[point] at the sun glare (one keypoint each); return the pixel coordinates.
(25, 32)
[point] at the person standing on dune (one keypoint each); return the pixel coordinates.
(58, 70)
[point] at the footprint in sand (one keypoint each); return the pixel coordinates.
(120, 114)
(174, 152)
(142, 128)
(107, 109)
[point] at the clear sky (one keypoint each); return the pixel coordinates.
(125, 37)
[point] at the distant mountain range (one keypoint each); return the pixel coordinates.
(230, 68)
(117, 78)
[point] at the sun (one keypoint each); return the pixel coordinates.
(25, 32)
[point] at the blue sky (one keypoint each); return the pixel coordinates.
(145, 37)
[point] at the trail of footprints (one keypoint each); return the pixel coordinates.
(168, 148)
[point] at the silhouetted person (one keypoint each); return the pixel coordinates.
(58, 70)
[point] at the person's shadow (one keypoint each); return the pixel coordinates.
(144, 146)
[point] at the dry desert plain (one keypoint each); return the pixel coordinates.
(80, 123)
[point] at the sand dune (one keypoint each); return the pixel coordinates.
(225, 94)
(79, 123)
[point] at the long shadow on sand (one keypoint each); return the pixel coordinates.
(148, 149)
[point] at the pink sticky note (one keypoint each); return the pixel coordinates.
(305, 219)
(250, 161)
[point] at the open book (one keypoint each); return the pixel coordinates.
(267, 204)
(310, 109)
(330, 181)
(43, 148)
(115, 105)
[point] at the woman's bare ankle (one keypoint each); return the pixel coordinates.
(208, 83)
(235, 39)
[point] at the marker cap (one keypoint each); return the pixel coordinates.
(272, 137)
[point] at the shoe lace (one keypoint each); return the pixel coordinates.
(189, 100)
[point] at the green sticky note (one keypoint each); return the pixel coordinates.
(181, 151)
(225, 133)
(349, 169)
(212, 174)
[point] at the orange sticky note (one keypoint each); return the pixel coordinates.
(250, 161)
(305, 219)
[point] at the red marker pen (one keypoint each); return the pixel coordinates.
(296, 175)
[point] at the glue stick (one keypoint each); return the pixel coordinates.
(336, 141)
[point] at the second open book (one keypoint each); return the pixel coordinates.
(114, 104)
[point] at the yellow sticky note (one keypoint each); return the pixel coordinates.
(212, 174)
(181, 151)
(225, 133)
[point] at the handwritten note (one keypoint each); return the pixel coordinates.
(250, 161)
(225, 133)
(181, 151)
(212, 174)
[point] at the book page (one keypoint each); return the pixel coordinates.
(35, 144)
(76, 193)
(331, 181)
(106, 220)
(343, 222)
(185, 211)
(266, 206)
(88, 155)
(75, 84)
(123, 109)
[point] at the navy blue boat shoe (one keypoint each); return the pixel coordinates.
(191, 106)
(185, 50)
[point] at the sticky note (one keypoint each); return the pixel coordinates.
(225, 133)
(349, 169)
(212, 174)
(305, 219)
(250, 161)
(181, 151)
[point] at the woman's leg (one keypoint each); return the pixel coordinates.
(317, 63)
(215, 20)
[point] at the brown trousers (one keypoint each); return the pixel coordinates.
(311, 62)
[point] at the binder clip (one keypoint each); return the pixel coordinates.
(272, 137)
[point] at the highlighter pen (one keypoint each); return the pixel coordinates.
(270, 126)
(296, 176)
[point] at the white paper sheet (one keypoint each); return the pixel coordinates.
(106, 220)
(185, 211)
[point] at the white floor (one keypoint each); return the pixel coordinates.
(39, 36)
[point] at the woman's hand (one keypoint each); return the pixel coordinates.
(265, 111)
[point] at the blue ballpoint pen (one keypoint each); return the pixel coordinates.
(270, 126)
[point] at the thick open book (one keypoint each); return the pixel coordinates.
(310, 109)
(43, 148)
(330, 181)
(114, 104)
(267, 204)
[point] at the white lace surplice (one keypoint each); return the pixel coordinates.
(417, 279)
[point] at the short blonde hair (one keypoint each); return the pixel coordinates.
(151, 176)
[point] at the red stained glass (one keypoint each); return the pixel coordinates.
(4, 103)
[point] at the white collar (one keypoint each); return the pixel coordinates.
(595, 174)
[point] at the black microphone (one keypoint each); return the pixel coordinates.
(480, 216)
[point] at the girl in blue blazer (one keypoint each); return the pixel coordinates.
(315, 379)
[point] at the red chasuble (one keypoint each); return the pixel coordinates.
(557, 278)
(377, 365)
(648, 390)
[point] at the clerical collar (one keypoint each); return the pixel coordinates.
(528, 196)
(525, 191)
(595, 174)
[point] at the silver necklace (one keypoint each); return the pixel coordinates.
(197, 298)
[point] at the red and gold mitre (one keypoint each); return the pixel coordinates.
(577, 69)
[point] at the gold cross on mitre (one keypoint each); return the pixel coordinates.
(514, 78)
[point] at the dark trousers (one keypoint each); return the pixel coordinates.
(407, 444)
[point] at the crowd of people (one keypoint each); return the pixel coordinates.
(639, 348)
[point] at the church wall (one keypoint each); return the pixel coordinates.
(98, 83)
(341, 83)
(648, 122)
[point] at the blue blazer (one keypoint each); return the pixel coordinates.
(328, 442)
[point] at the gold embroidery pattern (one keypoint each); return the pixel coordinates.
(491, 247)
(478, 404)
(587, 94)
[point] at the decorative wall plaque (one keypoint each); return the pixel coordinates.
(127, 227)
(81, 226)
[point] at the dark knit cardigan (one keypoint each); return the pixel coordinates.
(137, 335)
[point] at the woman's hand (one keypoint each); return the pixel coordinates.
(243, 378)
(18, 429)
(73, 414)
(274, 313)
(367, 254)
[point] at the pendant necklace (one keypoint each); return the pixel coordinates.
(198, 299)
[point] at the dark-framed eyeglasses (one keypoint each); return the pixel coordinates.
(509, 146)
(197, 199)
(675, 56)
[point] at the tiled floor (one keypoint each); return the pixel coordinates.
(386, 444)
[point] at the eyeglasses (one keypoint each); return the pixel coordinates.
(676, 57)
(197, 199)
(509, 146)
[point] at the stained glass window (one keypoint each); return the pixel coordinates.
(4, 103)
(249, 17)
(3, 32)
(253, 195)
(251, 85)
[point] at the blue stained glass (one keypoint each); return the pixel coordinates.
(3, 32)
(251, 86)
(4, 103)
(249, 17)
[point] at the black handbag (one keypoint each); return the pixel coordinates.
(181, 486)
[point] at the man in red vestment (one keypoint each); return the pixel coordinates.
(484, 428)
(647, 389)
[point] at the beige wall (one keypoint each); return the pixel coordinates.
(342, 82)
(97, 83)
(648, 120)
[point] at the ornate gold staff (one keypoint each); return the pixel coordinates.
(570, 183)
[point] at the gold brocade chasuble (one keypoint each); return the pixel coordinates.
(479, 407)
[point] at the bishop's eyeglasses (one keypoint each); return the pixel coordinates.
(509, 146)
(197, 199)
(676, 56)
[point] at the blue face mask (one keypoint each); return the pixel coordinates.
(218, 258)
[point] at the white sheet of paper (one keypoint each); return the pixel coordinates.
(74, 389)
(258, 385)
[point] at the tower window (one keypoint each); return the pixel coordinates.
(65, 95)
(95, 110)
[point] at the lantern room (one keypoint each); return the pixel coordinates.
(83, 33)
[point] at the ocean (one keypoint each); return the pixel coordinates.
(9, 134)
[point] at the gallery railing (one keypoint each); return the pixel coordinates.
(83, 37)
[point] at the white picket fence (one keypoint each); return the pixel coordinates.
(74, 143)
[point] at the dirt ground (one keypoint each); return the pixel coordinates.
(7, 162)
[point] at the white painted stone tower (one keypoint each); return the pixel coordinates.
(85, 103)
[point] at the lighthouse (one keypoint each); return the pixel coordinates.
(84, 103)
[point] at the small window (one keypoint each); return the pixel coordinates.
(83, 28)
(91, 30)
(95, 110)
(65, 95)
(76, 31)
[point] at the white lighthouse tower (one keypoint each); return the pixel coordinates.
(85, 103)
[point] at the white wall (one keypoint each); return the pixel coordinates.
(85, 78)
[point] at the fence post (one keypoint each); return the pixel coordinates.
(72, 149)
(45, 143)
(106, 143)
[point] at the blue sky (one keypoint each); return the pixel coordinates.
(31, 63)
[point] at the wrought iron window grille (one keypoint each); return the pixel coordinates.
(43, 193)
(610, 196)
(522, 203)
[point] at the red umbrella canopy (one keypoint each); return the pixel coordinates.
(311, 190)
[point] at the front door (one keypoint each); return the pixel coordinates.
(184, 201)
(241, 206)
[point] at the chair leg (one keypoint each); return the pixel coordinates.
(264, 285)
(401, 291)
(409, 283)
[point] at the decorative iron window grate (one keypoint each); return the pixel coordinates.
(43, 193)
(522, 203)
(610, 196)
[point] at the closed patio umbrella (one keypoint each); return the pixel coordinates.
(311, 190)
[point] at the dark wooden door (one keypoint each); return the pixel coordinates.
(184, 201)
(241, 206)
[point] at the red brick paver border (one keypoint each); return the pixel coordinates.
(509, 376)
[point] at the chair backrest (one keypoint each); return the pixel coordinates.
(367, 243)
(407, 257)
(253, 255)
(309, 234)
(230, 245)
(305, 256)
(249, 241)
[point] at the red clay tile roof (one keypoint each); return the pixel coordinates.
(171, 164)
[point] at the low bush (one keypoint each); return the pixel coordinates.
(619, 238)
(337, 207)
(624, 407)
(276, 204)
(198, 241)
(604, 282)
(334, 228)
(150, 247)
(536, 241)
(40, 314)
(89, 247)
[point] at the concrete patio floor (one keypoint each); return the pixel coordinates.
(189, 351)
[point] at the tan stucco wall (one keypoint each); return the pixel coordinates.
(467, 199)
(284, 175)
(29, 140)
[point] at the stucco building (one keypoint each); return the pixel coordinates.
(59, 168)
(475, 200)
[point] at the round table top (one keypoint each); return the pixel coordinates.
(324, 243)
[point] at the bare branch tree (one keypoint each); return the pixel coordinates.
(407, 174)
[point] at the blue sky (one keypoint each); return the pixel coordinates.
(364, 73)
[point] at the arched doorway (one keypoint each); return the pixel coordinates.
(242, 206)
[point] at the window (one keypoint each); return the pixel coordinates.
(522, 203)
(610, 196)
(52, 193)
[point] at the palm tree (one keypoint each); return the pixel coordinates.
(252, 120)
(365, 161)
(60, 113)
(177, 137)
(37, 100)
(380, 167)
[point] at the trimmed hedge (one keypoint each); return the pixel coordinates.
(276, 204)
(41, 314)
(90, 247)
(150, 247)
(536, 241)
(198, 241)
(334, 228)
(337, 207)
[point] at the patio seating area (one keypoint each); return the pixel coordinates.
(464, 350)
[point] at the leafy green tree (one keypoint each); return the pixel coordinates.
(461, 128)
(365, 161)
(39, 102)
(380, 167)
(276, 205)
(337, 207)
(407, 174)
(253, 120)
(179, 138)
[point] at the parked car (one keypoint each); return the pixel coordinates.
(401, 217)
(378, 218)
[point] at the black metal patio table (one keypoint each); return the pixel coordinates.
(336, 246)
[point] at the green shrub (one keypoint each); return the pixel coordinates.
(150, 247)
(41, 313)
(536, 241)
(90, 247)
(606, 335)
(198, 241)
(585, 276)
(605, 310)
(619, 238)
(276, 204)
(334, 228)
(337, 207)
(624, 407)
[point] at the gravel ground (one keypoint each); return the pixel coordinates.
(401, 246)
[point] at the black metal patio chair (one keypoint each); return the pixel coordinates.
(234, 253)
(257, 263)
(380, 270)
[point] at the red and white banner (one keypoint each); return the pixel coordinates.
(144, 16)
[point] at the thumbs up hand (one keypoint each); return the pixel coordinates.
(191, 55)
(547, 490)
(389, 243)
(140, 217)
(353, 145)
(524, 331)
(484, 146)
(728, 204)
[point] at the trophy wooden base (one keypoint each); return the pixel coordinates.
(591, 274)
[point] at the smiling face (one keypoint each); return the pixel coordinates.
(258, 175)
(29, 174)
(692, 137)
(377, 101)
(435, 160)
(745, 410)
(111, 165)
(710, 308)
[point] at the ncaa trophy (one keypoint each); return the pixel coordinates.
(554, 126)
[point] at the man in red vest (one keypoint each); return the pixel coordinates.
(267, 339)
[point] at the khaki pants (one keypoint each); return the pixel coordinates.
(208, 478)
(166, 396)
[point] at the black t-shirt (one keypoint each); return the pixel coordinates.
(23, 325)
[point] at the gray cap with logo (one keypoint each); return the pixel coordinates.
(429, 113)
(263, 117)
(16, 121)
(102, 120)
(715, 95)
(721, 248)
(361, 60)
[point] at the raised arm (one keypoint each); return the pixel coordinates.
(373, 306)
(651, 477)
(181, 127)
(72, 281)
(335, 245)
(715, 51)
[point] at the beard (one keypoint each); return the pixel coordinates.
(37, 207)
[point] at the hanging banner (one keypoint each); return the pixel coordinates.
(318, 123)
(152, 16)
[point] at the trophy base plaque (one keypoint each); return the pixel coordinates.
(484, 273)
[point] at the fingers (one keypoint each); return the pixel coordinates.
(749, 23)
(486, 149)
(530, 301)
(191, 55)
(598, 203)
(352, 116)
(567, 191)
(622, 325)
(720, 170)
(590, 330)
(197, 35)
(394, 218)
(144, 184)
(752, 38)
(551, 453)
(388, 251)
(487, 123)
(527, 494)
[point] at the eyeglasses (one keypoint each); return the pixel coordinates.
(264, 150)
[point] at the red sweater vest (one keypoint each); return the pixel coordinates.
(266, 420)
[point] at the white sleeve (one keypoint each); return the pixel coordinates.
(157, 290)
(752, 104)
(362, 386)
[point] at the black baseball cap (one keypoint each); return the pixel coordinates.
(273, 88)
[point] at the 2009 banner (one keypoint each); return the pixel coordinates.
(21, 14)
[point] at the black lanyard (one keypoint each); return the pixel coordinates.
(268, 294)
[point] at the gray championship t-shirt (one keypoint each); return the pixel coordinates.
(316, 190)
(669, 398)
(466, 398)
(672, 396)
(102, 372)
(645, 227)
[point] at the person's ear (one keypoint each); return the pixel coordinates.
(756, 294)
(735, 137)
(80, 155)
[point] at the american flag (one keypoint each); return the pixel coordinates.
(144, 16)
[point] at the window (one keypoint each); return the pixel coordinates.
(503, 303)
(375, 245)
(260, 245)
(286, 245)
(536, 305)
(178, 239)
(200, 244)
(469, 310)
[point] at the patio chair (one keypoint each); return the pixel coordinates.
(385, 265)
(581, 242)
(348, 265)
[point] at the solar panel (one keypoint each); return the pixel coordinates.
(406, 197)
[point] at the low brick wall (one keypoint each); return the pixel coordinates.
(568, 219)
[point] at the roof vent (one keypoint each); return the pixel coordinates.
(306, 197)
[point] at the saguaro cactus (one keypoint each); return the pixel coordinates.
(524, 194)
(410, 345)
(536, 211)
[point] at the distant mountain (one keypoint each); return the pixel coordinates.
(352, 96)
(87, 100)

■ ■ ■ ■ ■

Can you quote the stretch of the material above from the line containing "[point] at the 2009" through its final line, character for character?

EXERCISE RESULT
[point] at the 2009 banner (one keypoint each); return the pixel coordinates.
(21, 14)
[point] at the black lanyard (one keypoint each); return the pixel coordinates.
(268, 294)
[point] at the gray championship t-shirt (one keypoint each); return the pixel coordinates.
(316, 190)
(669, 398)
(466, 398)
(672, 396)
(102, 372)
(645, 227)
[point] at the person's ear (one keypoint each); return the pixel coordinates.
(756, 294)
(735, 137)
(80, 155)
[point] at the american flag (one keypoint each); return the pixel coordinates.
(144, 16)
[point] at the window (one keypoint each); return the pixel coordinates.
(503, 303)
(375, 245)
(260, 245)
(286, 245)
(536, 305)
(178, 239)
(200, 244)
(469, 310)
[point] at the patio chair (one keypoint each); return the pixel coordinates.
(385, 265)
(581, 242)
(348, 265)
[point] at the solar panel (one keypoint each); return the pixel coordinates.
(406, 197)
[point] at the low brick wall (one keypoint each); return the pixel coordinates.
(568, 219)
[point] at the roof vent (one keypoint each); return the pixel coordinates.
(306, 197)
[point] at the saguaro cactus (one keypoint each); return the pixel coordinates.
(524, 194)
(410, 345)
(536, 211)
[point] at the distant mountain (one keypoint each); return the pixel coordinates.
(352, 96)
(87, 100)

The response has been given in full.